• **抜粋**
熊本市の慈恵病院は24日、運営する「こうのとりのゆりかご」(通称:赤ちゃんポスト)を新病棟に移し、運用を開始した。専用の通路を生け垣などで覆い、ゆりかごに隣接して相談室を設けるなど、従来よりも相談のしやすさに配慮した構造となっている。
新しいゆりかごは、新病棟の裏側に設置され、人との接触がないよう専用の通路のみに通行が制限される。ゆりかごの隣には相談を呼び掛ける案内板を設置。インターホンでスタッフと話すことも可能だ。隣接する相談室に外から入れる扉も用意した。
ゆりかごには、昨年3月までに57人の乳幼児が預けられた。病院側では、ゆりかごでの新生児の受け入れはあくまでも「緊急避難的な処置」とし、母子ともに助けるための24時間無料電話相談「SOS赤ちゃんとお母さんの相談窓口」(24時間無料フリーダイアル:0120・783・449)を院内に常時開設している。ポストの保育器の中にも、預けた親あてに、病院への引き取りの連絡を呼び掛ける手紙を置いている。

• **データ**

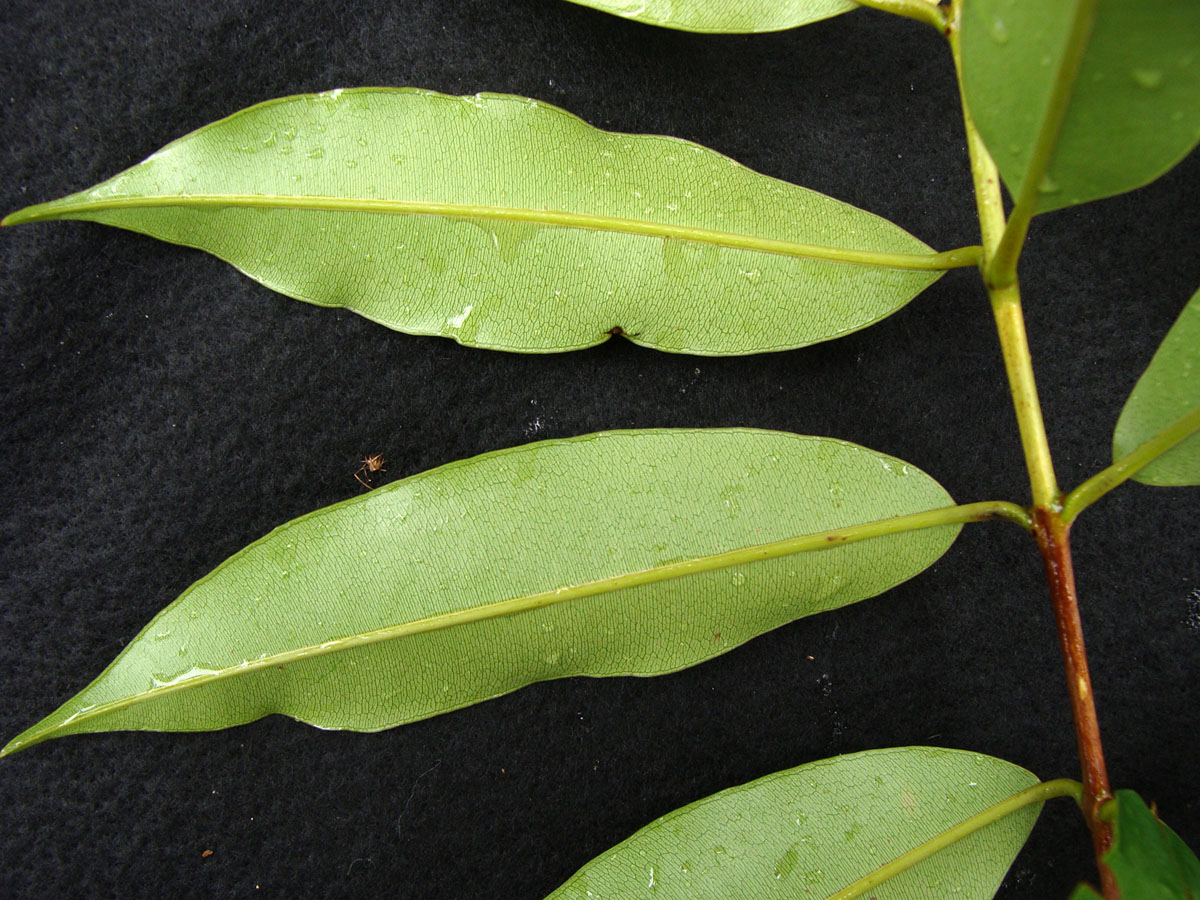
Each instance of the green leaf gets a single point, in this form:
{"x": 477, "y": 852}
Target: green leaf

• **取り組む課題**
a: 赤ちゃんポストの記事では、新しいゆりかごへの通行が専用の通路だけに制限されている。その理由を記事に書かれている範囲で1〜3文で説明せよ。
b: 赤ちゃんポストの記事を、最後の文の次から書き進めよ。

• **項目別の解答**
a: ゆりかごを訪れる人が、ほかの人と接触しないようにするためである。

b:
ゆりかごは、厚生労働省の許可を得て07年5月に設置。運営の慈恵病院は、カトリックの「マリアの宣教者フランシスコ修道会」によって1898年(明治31年)に創設された。現在は近代的医療の展開をめざして修道会から経営を移管し、「キリストの愛と献身の精神の基に、病に苦しむ方々へ高度で暖かい医療と看護を尽くし、地域への貢献と人々の幸福に役立つこと」を理念に運営されている。